══ Input for this task ══

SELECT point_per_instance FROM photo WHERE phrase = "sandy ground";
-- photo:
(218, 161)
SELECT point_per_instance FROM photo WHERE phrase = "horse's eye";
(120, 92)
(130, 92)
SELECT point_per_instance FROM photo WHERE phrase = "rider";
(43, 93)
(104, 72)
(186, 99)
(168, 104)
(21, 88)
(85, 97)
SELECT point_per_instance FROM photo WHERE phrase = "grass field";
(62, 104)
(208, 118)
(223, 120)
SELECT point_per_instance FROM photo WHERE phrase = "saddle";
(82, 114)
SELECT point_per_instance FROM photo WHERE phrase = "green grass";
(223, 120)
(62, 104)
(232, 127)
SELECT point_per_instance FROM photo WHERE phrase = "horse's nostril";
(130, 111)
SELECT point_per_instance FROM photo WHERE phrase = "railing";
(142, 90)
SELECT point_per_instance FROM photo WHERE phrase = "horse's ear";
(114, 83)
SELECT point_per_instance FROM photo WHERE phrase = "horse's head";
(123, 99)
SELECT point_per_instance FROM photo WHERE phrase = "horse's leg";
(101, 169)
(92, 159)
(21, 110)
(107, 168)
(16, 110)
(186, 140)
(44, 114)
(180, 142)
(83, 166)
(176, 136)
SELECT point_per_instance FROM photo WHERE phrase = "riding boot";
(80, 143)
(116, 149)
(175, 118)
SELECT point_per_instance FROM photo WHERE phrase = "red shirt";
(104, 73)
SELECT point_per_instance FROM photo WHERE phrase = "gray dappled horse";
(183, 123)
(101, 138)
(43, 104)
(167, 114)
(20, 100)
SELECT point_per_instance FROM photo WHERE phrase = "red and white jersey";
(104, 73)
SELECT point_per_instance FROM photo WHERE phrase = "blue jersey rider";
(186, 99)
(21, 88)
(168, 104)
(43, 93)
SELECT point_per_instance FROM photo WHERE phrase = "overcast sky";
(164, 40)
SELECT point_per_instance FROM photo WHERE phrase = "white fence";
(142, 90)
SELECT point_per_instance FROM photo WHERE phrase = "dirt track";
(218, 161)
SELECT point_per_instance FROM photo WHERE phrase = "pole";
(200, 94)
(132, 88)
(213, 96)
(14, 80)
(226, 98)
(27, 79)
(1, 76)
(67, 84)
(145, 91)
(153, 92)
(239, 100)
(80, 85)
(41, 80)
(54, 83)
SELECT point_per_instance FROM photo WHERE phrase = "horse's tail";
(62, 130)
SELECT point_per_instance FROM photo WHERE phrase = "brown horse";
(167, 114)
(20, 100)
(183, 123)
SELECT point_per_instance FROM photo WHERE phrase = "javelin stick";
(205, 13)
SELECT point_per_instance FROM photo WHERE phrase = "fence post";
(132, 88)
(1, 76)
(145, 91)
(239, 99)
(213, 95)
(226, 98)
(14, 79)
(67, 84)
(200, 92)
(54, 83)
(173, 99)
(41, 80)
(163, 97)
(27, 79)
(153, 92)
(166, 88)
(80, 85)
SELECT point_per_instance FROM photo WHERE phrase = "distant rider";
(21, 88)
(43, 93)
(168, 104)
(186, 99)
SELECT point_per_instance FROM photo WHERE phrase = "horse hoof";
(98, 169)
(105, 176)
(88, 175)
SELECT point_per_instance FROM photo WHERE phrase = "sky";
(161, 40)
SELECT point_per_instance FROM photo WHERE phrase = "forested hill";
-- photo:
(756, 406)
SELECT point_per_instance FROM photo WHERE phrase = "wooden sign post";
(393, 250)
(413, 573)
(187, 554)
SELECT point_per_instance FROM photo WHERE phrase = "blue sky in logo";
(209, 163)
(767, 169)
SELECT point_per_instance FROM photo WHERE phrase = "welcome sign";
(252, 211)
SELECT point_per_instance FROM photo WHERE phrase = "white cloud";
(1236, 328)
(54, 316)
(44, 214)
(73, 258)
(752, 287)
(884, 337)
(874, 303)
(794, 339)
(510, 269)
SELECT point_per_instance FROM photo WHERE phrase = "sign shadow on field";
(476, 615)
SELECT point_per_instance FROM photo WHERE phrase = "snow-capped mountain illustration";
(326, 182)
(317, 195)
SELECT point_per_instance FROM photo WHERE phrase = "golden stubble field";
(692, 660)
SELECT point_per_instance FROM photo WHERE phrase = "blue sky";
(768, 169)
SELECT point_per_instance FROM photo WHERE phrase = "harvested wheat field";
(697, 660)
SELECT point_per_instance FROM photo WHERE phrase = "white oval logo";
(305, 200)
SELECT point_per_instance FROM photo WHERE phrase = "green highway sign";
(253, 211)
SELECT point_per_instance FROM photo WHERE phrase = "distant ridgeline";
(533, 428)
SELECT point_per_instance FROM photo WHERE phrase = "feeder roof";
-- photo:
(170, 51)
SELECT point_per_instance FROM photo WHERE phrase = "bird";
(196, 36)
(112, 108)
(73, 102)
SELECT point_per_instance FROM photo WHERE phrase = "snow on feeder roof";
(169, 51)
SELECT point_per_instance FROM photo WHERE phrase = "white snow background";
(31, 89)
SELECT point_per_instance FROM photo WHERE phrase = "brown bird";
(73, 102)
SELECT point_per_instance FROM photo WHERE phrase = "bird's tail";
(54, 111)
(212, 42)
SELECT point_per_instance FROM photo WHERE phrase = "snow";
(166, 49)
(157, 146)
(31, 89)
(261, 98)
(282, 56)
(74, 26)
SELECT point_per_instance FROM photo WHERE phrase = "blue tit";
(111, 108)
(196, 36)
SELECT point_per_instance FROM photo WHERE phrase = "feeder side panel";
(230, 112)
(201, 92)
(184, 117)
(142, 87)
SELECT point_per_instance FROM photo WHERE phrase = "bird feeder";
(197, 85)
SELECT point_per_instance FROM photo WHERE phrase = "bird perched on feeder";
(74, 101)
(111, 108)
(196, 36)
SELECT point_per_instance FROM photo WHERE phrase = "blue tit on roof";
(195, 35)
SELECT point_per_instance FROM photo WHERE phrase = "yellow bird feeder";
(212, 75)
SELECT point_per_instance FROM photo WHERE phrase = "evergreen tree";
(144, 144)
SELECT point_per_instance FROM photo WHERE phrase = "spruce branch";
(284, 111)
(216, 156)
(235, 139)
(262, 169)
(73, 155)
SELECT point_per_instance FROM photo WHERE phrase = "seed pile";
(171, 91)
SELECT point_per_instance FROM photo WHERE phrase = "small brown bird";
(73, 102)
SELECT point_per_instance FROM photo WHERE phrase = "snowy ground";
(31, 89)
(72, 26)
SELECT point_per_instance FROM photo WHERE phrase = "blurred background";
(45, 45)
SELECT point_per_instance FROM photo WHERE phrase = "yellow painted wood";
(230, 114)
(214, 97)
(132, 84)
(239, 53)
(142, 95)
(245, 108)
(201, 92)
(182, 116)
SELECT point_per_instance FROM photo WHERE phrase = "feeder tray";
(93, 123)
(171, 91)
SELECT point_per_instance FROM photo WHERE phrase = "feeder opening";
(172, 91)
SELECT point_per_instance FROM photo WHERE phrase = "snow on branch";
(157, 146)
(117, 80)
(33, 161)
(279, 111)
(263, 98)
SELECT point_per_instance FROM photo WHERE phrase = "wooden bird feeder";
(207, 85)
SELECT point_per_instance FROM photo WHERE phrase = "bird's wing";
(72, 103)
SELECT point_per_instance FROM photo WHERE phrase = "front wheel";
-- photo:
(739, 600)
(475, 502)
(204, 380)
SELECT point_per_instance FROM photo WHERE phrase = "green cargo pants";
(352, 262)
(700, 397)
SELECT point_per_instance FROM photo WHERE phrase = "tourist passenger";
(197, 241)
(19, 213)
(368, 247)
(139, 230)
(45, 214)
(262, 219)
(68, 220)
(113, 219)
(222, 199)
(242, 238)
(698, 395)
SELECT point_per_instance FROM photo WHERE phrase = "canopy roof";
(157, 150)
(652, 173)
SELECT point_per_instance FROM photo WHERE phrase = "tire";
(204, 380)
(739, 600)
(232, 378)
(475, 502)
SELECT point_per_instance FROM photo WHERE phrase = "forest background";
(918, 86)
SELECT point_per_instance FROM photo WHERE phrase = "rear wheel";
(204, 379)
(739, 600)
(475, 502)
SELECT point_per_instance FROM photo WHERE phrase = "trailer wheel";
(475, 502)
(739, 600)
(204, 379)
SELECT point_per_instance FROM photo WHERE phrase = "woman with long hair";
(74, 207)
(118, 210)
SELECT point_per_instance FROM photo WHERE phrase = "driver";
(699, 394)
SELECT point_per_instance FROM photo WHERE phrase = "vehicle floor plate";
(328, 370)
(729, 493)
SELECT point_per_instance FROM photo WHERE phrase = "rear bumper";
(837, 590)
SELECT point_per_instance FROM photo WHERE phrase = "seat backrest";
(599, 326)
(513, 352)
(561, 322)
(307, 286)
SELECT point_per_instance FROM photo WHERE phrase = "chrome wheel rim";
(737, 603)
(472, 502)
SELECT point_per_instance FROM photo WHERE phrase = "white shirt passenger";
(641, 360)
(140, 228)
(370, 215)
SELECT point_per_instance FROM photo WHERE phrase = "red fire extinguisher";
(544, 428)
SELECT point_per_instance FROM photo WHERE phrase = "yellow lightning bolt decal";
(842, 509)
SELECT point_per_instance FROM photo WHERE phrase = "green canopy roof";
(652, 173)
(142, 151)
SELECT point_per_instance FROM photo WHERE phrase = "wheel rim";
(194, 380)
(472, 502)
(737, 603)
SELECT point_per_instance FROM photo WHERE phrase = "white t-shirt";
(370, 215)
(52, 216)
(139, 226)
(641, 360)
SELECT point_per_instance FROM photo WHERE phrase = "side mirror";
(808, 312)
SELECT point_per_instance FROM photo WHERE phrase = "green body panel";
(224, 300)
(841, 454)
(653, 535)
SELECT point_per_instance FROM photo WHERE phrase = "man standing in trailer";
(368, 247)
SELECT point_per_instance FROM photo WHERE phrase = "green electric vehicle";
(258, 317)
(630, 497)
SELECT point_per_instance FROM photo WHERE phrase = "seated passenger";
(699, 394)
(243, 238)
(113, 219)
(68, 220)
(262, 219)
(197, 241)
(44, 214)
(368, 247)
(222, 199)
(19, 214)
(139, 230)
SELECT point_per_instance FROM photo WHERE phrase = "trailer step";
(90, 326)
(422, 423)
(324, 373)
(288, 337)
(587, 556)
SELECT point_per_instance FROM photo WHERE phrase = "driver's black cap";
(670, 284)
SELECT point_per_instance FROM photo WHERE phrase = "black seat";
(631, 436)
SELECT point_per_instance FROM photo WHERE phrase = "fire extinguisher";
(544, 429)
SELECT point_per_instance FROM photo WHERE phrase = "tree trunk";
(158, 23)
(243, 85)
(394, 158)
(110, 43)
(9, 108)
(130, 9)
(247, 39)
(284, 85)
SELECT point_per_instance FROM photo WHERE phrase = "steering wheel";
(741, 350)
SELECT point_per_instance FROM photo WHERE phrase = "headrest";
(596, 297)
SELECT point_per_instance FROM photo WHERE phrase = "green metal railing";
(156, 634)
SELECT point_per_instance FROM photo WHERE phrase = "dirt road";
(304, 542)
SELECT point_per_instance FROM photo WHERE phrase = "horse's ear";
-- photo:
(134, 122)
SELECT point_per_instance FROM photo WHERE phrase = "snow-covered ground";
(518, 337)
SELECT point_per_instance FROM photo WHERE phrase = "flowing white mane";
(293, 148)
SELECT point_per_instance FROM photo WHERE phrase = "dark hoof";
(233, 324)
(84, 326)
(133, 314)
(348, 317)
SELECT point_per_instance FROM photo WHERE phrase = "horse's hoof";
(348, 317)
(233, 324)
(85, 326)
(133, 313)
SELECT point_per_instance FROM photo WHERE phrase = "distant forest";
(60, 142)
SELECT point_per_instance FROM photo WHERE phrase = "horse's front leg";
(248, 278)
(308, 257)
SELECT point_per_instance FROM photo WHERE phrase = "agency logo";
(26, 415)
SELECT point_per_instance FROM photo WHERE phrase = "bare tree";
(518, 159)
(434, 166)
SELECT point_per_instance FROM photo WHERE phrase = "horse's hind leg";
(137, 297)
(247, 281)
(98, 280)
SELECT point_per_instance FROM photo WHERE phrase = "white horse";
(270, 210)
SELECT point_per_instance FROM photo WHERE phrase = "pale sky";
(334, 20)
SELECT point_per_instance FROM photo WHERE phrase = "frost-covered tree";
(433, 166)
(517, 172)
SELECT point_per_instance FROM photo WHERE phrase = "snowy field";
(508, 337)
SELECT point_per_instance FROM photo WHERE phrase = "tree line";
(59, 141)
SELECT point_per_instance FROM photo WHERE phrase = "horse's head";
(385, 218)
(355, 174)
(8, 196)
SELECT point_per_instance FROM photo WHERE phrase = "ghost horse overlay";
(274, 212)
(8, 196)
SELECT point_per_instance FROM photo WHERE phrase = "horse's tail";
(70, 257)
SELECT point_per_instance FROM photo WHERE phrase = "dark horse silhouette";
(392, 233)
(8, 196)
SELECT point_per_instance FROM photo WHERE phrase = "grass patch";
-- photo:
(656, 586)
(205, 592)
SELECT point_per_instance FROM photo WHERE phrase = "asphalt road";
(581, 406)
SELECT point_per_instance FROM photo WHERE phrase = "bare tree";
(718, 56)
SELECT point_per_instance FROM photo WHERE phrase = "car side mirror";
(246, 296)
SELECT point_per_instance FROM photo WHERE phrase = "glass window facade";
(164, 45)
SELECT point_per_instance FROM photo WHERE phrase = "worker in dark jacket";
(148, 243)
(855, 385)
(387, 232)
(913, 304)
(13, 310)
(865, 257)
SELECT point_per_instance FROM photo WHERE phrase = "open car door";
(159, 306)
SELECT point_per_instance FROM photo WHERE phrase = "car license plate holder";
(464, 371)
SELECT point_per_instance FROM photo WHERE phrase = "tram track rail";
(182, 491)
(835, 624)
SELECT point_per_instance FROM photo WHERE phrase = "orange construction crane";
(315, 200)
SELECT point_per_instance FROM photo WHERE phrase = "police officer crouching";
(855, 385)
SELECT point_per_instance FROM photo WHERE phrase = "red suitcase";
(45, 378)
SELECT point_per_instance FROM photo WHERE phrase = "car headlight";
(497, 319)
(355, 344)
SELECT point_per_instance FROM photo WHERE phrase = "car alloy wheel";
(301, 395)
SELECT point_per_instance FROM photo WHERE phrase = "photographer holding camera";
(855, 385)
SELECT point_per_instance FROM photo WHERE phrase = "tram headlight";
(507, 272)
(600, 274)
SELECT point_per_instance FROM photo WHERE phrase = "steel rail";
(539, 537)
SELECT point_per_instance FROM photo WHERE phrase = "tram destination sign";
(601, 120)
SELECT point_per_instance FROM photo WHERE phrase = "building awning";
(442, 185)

═══

How many lines of the records contain the string "logo"? Reply with the number alone.

**Answer:**
3